◆ Fragmento de lectura
══════
A mi mamá se le nubló la vista, pero igual lo traspasó con la mirada. Él también sintió que sus propias palabras lo desafiaban a cruzar la calle y a mirarse a sí mismo a la distancia.
 
A la mañana siguiente, mi mamá se sentó en la mesa de granito del patio. Miró hacia la jaula. Advirtió que los pájaros, pese a estar enjaulados, revoloteaban libres y contentos de rama en rama como buscando algo, pero despreocupados por hallarlo. “¿Será que la felicidad siempre hay que buscarla, pero hay que despreocuparse en encontrarla?”, se preguntó en voz baja. Se imaginó a la felicidad como una escalera infinita, un camino sin destino, llena de peldaños u objetivos que debía trepar sin reparar en el resultado.
 
Le gustó lo que pensó. Quiso escribirlo en alguna de sus libretitas, pero no encajaba ni en la verde ni en la amarilla. Decidió abrir otra que forró en papel dorado, a la que reservaría para anotar sus aprendizajes. Entendió que para ser feliz era importante tener muchos peldaños que trepar, algunos de corto alcance y otros para toda la vida. Y que todos deberían estar aunados por un objetivo común o el propósito de la vida.
 
Escribió setenta y tres peldaños nuevos en la libretita verde, desde construir una nueva casa, viajar a Europa y pintar el salón del bar, hasta visitar el Hogar de Ancianos una vez a la semana, apartarse de los pecados capitales y ser generosa y buscar siempre ser mejor persona, frase última que subrayó tres veces con la intención de transformarla en su propósito. “Es una escalera para toda la vida”, dijo en voz baja y trató de memorizar un par de objetivos para cumplirlos pronto. Luego tomó la libretita amarilla y escribió decidida apretando más de la cuenta la lapicera contra el papel: “Gracias Dios mío por todo lo que me das y todo lo que soy”.
══════
◆ Extractos de datos

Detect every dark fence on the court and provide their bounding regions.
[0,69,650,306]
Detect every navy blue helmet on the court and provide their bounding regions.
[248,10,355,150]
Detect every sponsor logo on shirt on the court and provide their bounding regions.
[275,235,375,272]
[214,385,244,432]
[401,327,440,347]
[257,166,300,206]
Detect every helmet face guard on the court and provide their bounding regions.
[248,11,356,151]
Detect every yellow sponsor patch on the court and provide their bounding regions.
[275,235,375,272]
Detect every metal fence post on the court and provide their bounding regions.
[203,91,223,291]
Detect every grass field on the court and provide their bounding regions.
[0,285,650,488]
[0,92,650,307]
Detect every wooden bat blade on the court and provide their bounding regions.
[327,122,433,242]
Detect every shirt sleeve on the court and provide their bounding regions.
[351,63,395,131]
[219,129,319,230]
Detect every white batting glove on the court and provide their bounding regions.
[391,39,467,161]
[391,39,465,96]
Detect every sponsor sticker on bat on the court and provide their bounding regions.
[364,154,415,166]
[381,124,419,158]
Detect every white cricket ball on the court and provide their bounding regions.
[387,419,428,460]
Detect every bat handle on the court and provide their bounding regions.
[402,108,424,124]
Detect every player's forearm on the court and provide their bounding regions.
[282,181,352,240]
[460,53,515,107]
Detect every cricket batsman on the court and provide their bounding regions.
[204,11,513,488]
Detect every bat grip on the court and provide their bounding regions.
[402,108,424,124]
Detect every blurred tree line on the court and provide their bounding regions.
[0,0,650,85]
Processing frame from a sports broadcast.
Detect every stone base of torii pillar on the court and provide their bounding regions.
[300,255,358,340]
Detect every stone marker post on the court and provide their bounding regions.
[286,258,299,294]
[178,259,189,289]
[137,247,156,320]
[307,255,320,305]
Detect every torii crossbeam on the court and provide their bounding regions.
══════
◆ Trabajo por realizar
(1) Según el fragmento, ¿por qué la madre abrió una libretita nueva forrada en papel dorado? Responda en una a tres oraciones.
(2) Reproduzca del fragmento el tramo que va desde "A la mañana" hasta "en el resultado.".
Para resolver, utilícese únicamente el fragmento.

◆ Soluciones de tareas
(1) Quería escribir lo que había pensado, pero no encajaba ni en la libretita verde ni en la amarilla. Por eso abrió una nueva, que reservaría para anotar sus aprendizajes.

(2)
A la mañana siguiente, mi mamá se sentó en la mesa de granito del patio. Miró hacia la jaula. Advirtió que los pájaros, pese a estar enjaulados, revoloteaban libres y contentos de rama en rama como buscando algo, pero despreocupados por hallarlo. “¿Será que la felicidad siempre hay que buscarla, pero hay que despreocuparse en encontrarla?”, se preguntó en voz baja. Se imaginó a la felicidad como una escalera infinita, un camino sin destino, llena de peldaños u objetivos que debía trepar sin reparar en el resultado.